Start of Source document

Confirm same issue at work with stable release, only differences: Win 7/64 and still on KNIME 2.9.2/64.

TY
E

Great, thanks. I will try to reproduce and let you know as soon as I know whats going on.

 

Thanks again for your help,


Christian

 

Cool, thanks.

While you're at it, any chance of adding "PDF to Image" parsing to KNIME's capabilities? Kilian's PDF parser node uses PDFbox, which is perfectly capable of saving PDF pages to images for OCR... that'd be quite powerful. :-)

Cheers,
E

Hi,

I just tried it. Setting: Windows 64, KNIME 2.9.4, KNIME Image Processing 1.1.2, Tess4J 0.8.1 and it seems to work.

Can you try with 2.9.4?

Sorry for the inconveniences.

 

About your feature request: This makes sense and it's on our list now :-)

Christian,

I'm beginning to wonder if it's the combo between the "trusted" KNIP and the "stable" Tess... happens on both of my machines, but both are set up that mixed-up way as well. I'll experiment a bit further and let you know.

Also, thanks for the feature consideration. :)

-E

Stable vs. Trusted shouldn't be a problem. Tess4J is not trusted yet, as we  still face problems like yours. The reason is, that we use native libraries and sometimes this is a bit tricky. Anyway, I see

ERROR Tess4JNodeModel Execute failed: Exception was thrown.

Is there a more detailed message in your knime log file?

 

I see, won't experiment stable/trusted then. Unfortunately, the log I posted is as detailed as it got... :-( I can only assume that special flags in my knime.ini can play a role, that's the only non-stadard setting I use.

End of Source document
Start of Record excerpts

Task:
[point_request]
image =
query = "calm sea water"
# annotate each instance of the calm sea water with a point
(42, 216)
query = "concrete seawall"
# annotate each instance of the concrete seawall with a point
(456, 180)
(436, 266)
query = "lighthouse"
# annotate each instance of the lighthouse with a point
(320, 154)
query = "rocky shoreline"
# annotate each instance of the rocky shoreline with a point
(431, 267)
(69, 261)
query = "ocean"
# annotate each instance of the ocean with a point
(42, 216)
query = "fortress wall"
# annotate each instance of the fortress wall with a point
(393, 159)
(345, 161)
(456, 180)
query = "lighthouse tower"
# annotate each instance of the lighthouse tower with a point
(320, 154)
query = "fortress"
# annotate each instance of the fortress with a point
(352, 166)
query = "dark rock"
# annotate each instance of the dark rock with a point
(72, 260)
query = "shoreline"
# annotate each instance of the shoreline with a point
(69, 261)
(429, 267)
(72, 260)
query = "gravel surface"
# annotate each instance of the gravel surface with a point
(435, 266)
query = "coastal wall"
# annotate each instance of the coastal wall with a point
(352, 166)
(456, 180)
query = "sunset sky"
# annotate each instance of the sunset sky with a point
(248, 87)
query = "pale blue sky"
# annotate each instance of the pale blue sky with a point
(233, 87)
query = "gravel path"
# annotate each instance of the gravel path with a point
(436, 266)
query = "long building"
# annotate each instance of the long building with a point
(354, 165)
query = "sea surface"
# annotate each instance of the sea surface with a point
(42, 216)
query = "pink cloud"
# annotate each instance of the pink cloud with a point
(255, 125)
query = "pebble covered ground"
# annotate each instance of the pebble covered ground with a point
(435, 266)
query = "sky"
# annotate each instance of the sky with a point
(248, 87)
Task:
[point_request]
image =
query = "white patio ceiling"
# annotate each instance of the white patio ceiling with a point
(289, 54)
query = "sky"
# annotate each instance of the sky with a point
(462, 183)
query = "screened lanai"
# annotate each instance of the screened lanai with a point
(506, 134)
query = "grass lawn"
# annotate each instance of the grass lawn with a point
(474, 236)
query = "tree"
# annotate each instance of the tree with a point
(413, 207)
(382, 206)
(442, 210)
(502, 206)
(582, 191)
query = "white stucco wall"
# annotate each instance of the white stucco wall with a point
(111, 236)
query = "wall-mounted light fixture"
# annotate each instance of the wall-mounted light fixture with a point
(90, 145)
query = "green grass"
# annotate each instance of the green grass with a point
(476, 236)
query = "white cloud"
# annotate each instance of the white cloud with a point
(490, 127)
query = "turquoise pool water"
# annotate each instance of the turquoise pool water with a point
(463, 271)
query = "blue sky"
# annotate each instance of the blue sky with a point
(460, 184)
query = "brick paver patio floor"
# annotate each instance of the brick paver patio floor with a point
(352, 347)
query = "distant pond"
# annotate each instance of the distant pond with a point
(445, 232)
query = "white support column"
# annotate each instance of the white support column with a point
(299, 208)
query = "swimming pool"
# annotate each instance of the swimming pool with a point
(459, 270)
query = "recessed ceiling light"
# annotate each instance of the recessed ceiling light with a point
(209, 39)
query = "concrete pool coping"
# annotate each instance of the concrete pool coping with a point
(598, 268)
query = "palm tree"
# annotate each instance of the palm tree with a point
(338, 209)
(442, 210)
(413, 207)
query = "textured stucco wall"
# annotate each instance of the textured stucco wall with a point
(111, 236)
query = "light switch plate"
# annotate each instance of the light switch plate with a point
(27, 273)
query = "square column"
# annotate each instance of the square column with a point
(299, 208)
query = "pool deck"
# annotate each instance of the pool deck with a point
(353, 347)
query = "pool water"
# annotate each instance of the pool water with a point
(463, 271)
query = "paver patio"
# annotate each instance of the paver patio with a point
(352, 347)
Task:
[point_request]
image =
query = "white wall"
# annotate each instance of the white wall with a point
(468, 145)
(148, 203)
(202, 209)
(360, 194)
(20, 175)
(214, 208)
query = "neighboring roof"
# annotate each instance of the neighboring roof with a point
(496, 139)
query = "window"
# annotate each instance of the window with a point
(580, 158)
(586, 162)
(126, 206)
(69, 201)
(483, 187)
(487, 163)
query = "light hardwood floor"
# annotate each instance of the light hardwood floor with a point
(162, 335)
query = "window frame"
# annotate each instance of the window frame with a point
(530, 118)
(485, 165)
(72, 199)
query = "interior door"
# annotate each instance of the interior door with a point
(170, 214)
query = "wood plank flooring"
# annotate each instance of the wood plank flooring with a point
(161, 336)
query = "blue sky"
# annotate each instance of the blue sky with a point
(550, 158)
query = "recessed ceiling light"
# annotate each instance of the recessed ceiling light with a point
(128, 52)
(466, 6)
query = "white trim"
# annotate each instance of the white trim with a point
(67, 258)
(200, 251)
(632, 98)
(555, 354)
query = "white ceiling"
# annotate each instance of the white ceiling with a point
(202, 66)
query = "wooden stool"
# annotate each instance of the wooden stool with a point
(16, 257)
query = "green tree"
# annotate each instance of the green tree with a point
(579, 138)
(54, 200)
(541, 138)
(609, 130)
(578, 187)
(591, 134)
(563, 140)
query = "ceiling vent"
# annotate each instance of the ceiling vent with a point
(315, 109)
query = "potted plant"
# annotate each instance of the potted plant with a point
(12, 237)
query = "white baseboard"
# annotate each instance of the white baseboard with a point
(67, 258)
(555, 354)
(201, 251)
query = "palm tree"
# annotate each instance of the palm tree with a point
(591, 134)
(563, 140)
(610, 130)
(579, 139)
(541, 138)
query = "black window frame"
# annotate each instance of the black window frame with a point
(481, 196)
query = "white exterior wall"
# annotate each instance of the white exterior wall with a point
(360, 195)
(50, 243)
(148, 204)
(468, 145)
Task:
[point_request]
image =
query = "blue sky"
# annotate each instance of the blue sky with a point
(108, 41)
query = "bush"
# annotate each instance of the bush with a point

End of Record excerpts

Carry on the forum thread above about the Tess4J error in KNIME, starting right after its last post.

Result of the task:
-Djava.library.path=C:\R-3.1.0\library\rJava\jri\x64 (for R 3.x interactive nodes)

I used to have one related to forcing Eclipse into UTF-8, but it's not on the PC I'm currently checking, so that can't be it. Realistic to assume this single setting might impact other third-party libraries?

TY,
E

Actually, I don't see how your lib should influence Tess4J. But I have another idea to find out more: I will add more detailed error messages to our Tess4J in the Nightly-Build. Can you update KNIP & Tess4J in approx 2h to our nightly build (see http://tech.knime.org/community) and tell me the error message?

We will get this running!!! ;-)

Hi,

I just updated our nightly build to output more detailed error messages. can you update your to our nightly build (KNIP & Tess4J) and a.) see if the error still occurs and b.) if the error is still present post the message here? There should be one then ;-)
 

Thank you,

Christian

 

Hi Christian,

OK, it'll have to be tonight though - firewall/proxy woes.

Thanks
E

Christian,

This looks like a major Homer Simpson D'oh! moment... looks like I haven't installed all image processing packages, and it looks like you didn't anticipate anone doing this. :-) At least that what I read into the stack trace below:

ERROR     Tess4JNodeModel                    Execute failed: Exception was thrown.
DEBUG     Tess4JNodeModel                    Execute failed: Exception was thrown.
net.sourceforge.tess4j.TesseractException: java.lang.RuntimeException: Need to install JAI Image I/O package.
https://java.net/projects/jai-imageio/
    at net.sourceforge.tess4j.Tesseract.doOCR(Unknown Source)
    at net.sourceforge.tess4j.Tesseract.doOCR(Unknown Source)
    at org.knime.knip.tess4j.base.node.Tess4JNodeModel.compute(Tess4JNodeModel.java:130)
    at org.knime.knip.tess4j.base.node.Tess4JNodeModel.compute(Tess4JNodeModel.java:1)
    at org.knime.knip.base.node.ValueToCellNodeModel$1.getCells(ValueToCellNodeModel.java:377)
    at org.knime.core.data.container.RearrangeColumnsTable.calcNewCellsForRow(RearrangeColumnsTable.java:496)
    at org.knime.core.data.container.RearrangeColumnsTable.calcNewColsSynchronously(RearrangeColumnsTable.java:416)
    at org.knime.core.data.container.RearrangeColumnsTable.create(RearrangeColumnsTable.java:350)
    at org.knime.core.node.ExecutionContext.createColumnRearrangeTable(ExecutionContext.java:372)
    at org.knime.knip.base.node.ValueToCellNodeModel.execute(ValueToCellNodeModel.java:506)
    at org.knime.core.node.NodeModel.executeModel(NodeModel.java:556)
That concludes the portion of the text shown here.